-- Extracted data --
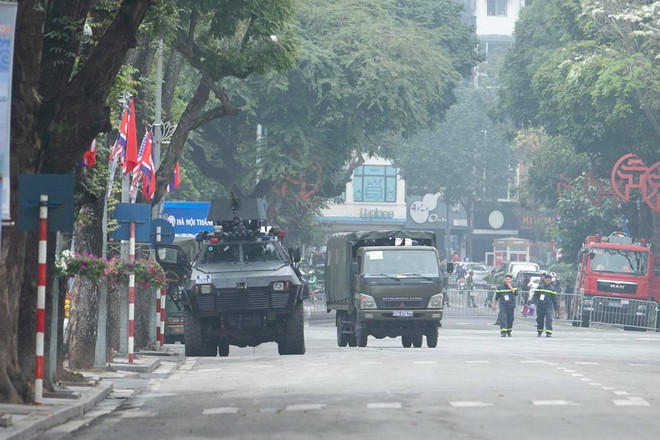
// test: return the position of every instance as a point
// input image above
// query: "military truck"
(384, 284)
(243, 287)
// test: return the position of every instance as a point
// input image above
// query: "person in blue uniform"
(506, 295)
(546, 299)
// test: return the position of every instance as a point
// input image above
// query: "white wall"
(489, 25)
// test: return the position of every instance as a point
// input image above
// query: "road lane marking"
(554, 403)
(220, 410)
(384, 405)
(631, 402)
(469, 404)
(305, 407)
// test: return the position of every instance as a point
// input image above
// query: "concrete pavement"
(24, 422)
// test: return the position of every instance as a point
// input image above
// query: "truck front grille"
(233, 300)
(401, 303)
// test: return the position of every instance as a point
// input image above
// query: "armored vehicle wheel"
(361, 336)
(432, 338)
(342, 338)
(210, 349)
(223, 348)
(293, 341)
(193, 334)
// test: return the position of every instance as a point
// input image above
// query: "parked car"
(480, 274)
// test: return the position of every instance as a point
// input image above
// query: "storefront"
(374, 199)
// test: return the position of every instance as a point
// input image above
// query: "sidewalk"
(24, 422)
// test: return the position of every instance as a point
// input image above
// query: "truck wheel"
(432, 338)
(193, 334)
(342, 338)
(293, 341)
(223, 348)
(361, 336)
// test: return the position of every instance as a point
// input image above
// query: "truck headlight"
(203, 289)
(367, 301)
(280, 286)
(435, 302)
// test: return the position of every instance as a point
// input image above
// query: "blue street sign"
(140, 213)
(58, 188)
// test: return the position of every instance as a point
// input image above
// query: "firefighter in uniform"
(546, 299)
(506, 294)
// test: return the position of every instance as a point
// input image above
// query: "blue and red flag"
(137, 171)
(176, 179)
(89, 156)
(120, 144)
(148, 169)
(130, 145)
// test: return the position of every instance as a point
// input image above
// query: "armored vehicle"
(243, 287)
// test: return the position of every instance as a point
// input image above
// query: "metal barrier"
(631, 314)
(626, 313)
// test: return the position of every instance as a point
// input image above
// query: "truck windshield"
(618, 261)
(391, 262)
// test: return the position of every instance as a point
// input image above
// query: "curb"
(28, 428)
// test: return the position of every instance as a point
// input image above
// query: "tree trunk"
(83, 320)
(84, 312)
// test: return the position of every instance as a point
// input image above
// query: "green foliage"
(580, 217)
(147, 272)
(467, 156)
(84, 265)
(597, 84)
(549, 161)
(365, 75)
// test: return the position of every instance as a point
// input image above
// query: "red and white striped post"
(41, 301)
(131, 293)
(158, 293)
(163, 296)
(159, 305)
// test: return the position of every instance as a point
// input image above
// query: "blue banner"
(188, 218)
(7, 29)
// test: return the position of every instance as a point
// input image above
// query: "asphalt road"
(582, 383)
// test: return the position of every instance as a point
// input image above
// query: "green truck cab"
(384, 284)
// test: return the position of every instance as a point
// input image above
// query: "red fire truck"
(618, 282)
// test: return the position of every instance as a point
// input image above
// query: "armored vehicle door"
(175, 261)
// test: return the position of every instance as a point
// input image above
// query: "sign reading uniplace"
(187, 218)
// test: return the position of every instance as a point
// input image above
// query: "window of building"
(374, 183)
(496, 8)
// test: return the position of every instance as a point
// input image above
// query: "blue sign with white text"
(187, 218)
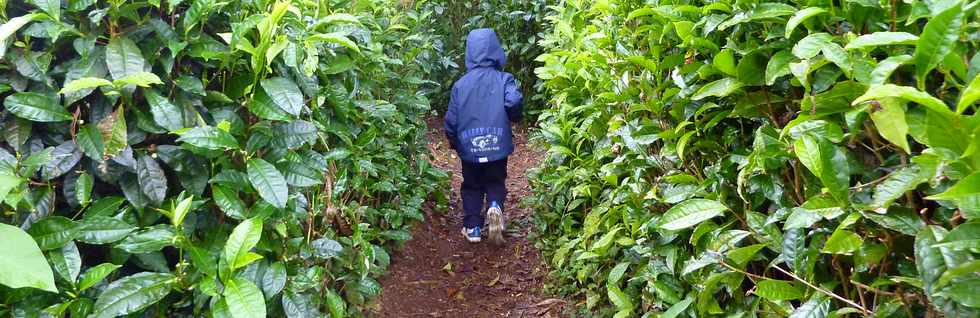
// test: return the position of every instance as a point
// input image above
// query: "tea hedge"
(745, 158)
(209, 159)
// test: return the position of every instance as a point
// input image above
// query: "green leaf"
(12, 25)
(324, 248)
(244, 299)
(616, 274)
(801, 16)
(778, 66)
(83, 188)
(181, 210)
(690, 213)
(336, 305)
(719, 88)
(209, 137)
(778, 290)
(90, 140)
(152, 180)
(227, 200)
(886, 67)
(811, 45)
(99, 229)
(969, 95)
(936, 41)
(263, 107)
(966, 292)
(725, 62)
(96, 274)
(963, 237)
(36, 107)
(966, 195)
(22, 264)
(619, 298)
(141, 79)
(285, 94)
(335, 38)
(51, 7)
(151, 239)
(826, 161)
(816, 307)
(890, 121)
(84, 83)
(133, 293)
(53, 232)
(882, 38)
(66, 262)
(742, 255)
(165, 113)
(900, 219)
(843, 242)
(678, 308)
(270, 184)
(242, 239)
(113, 129)
(123, 58)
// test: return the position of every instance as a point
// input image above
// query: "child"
(483, 104)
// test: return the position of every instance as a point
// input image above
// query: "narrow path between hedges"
(439, 274)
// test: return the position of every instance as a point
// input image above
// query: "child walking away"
(483, 104)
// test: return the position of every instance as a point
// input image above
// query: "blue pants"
(482, 181)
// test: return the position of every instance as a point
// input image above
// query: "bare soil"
(439, 274)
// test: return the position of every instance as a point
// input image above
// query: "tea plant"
(753, 158)
(202, 158)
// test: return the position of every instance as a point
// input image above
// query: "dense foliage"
(518, 23)
(201, 158)
(750, 158)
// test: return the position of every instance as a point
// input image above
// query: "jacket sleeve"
(449, 124)
(513, 100)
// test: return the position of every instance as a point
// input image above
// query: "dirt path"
(439, 274)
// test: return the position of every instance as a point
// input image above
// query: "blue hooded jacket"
(483, 102)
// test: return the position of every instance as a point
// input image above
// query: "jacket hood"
(483, 50)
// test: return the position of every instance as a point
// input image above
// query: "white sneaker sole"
(495, 226)
(468, 238)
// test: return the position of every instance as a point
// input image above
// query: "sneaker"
(472, 235)
(495, 223)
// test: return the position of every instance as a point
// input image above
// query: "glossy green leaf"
(84, 83)
(285, 94)
(152, 180)
(690, 213)
(876, 39)
(719, 88)
(22, 264)
(97, 229)
(96, 274)
(270, 184)
(165, 113)
(778, 290)
(936, 41)
(244, 299)
(801, 16)
(149, 240)
(133, 293)
(969, 96)
(123, 58)
(890, 121)
(53, 232)
(83, 188)
(209, 137)
(36, 107)
(242, 239)
(966, 194)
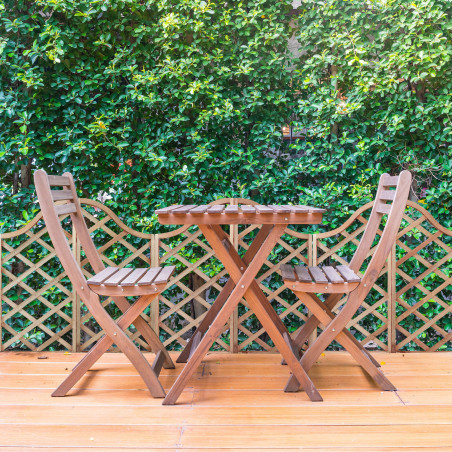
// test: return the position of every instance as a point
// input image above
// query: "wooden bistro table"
(242, 283)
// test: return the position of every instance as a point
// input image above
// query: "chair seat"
(113, 281)
(326, 279)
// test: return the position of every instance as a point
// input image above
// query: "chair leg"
(312, 323)
(324, 315)
(115, 334)
(150, 336)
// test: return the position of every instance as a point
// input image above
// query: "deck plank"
(234, 402)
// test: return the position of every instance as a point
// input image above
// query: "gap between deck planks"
(234, 402)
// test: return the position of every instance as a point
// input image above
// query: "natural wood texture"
(77, 331)
(107, 283)
(245, 285)
(220, 416)
(334, 326)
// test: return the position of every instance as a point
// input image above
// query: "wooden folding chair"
(305, 282)
(146, 283)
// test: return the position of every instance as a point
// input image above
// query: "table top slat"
(246, 209)
(216, 209)
(166, 210)
(199, 210)
(239, 214)
(231, 209)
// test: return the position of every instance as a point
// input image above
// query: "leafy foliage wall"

-- What you should do --
All entries are to be retyped exactly. Omit any embedded images.

-- Correct answer --
// test: return the position of every instance as a point
// input image above
// query: "military truck"
(384, 284)
(243, 287)
// test: return the position of every instance as a point
// input image above
// query: "person in blue uniform"
(506, 295)
(546, 299)
// test: return the position of every instance as a point
// input image above
// query: "white wall"
(489, 25)
// test: return the position of every instance as a point
// input image above
// query: "road lane marking"
(554, 403)
(220, 410)
(384, 405)
(631, 402)
(469, 404)
(305, 407)
// test: return the position of every instance as a point
// input image above
// query: "concrete pavement"
(24, 422)
// test: return the position of every instance as a point
// input image above
// query: "truck front grille"
(233, 300)
(401, 303)
// test: return the position of every instance as a point
// input image above
// query: "armored vehicle wheel"
(361, 336)
(432, 338)
(342, 338)
(210, 349)
(223, 348)
(293, 341)
(193, 334)
// test: return the position of every instance as a point
// input image above
// query: "parked car"
(480, 274)
// test: return the position of every instance as a point
// input image above
// query: "storefront"
(374, 199)
// test: return the position of every instance as a point
// input image above
// query: "sidewalk"
(24, 422)
// test: return the position of every instance as a point
// input image above
// query: "truck wheel"
(432, 338)
(193, 334)
(342, 338)
(293, 341)
(223, 348)
(361, 336)
// test: return the position of every instance as a point
// input image above
// query: "truck headlight"
(203, 289)
(367, 301)
(280, 286)
(435, 302)
// test: return the position of every instance as a point
// input image above
// query: "blue street sign"
(140, 213)
(58, 188)
// test: return the position of every instance as a point
// input image above
// query: "firefighter in uniform"
(546, 299)
(506, 294)
// test: return the position of every instance as a point
// input image above
// query: "blue and red flag"
(137, 171)
(176, 179)
(89, 156)
(120, 144)
(148, 169)
(130, 145)
// test: return the position of every instance as a point
// input image above
// query: "armored vehicle"
(243, 287)
// test: return the position of every instance as a point
// input image above
// query: "metal barrier"
(631, 314)
(626, 313)
// test: return the position of every instance as a point
// input image above
// query: "truck windshield"
(618, 261)
(391, 262)
// test: return the position of every instance as a point
// input image above
// query: "curb"
(28, 428)
// test: return the position of every instance as a point
// input image above
// query: "tree trunk"
(83, 320)
(84, 312)
// test: return the position of every instance as a point
// input image above
// query: "green foliage"
(580, 217)
(147, 272)
(467, 156)
(84, 265)
(597, 84)
(549, 161)
(365, 75)
// test: return the position of every instance as a point
// input image above
// query: "red and white striped post"
(41, 301)
(131, 293)
(158, 293)
(163, 296)
(159, 305)
// test: return the position of every instance as a point
// input image above
// query: "blue banner"
(188, 218)
(7, 29)
// test: return the position of every instance as a point
// input image above
// query: "asphalt road"
(582, 383)
// test: return the position of every instance as a point
// input image above
// query: "green truck cab"
(384, 284)
// test: return the position of every instance as a point
// input image above
// query: "red fire truck"
(618, 282)
// test: return the position of every instance as a point
// input image above
// query: "armored vehicle door"
(175, 261)
// test: return the position of every instance as a point
// input image above
// query: "sign reading uniplace"
(187, 218)
// test: return the position of every instance as a point
// input image above
// query: "window of building"
(374, 183)
(496, 8)
// test: return the position of every instance as a point
// input image above
// query: "blue sign with white text"
(187, 218)
// test: return the position of every instance as a point
// input image above
// query: "tea hedge"
(745, 158)
(209, 159)
// test: return the position of every instance as a point
// input image above
// query: "green leaf"
(12, 25)
(324, 248)
(244, 299)
(616, 274)
(801, 16)
(778, 66)
(83, 188)
(181, 210)
(690, 213)
(336, 305)
(719, 88)
(209, 137)
(778, 290)
(90, 140)
(152, 180)
(227, 200)
(886, 67)
(811, 45)
(99, 229)
(969, 95)
(936, 41)
(263, 107)
(966, 292)
(725, 62)
(96, 274)
(963, 237)
(36, 107)
(966, 195)
(22, 264)
(619, 298)
(141, 79)
(285, 94)
(335, 38)
(51, 7)
(151, 239)
(826, 161)
(816, 307)
(890, 121)
(84, 83)
(133, 293)
(53, 232)
(882, 38)
(66, 262)
(742, 255)
(165, 113)
(900, 219)
(843, 242)
(678, 308)
(270, 184)
(242, 239)
(113, 129)
(123, 58)
// test: return the position of every instance as a point
// input image above
// query: "child"
(483, 104)
// test: return the position of every instance as a point
// input image above
// query: "narrow path between hedges"
(439, 274)
// test: return the position of every instance as a point
// input image above
// query: "child walking away"
(483, 104)
// test: return the position of every instance as a point
// input image above
// query: "blue pants"
(482, 181)
// test: return the position of every instance as a point
// input image above
// query: "bare soil"
(439, 274)
// test: return the position of every instance as a point
// input image above
// query: "tea plant"
(753, 158)
(202, 158)
// test: return the position of every instance as a point
// input image above
// query: "dense foliage"
(518, 23)
(201, 158)
(750, 158)
// test: return the position of every instance as a point
// input image above
// query: "jacket sleeve"
(449, 124)
(513, 100)
// test: return the position of every instance as a point
// input image above
// query: "dirt path"
(439, 274)
// test: return the position of every instance as a point
// input image above
// query: "blue hooded jacket"
(483, 102)
// test: return the position of every instance as a point
// input image above
// query: "jacket hood"
(483, 50)
// test: return the position of every instance as a point
// input image above
// query: "white sneaker sole"
(495, 226)
(468, 238)
// test: return the position of every instance as a point
// input image above
// query: "sneaker"
(472, 235)
(495, 223)
// test: return the position of every instance as a point
// input image above
// query: "glossy green leaf"
(84, 83)
(285, 94)
(152, 180)
(690, 213)
(876, 39)
(719, 88)
(22, 264)
(97, 229)
(96, 274)
(270, 184)
(165, 113)
(778, 290)
(936, 41)
(244, 299)
(801, 16)
(149, 240)
(133, 293)
(969, 96)
(123, 58)
(890, 121)
(53, 232)
(83, 188)
(209, 137)
(36, 107)
(242, 239)
(966, 194)
// test: return the position of every instance as a point
// input image above
// query: "wooden bistro table"
(242, 283)
// test: return the position of every instance as a point
// input image above
// query: "chair seat"
(113, 281)
(326, 279)
// test: return the position of every instance as a point
// input image above
// query: "chair leg"
(312, 323)
(324, 315)
(115, 334)
(150, 336)
// test: return the position of every instance as a point
// input image above
// query: "deck plank"
(234, 402)
// test: return the position of every instance as a point
// input image above
// query: "gap between deck planks"
(234, 402)
// test: return the position of every instance as a point
// input image above
// query: "natural wood texture"
(77, 331)
(107, 283)
(245, 285)
(220, 416)
(334, 326)
// test: return the position of every instance as a point
// input image above
// query: "wooden folding chair"
(305, 282)
(146, 283)
// test: return the position of every instance as a point
// input image above
// query: "table top slat"
(246, 209)
(216, 209)
(166, 210)
(199, 210)
(239, 214)
(231, 209)
// test: return the position of every instance as a point
// input image above
// query: "leafy foliage wall"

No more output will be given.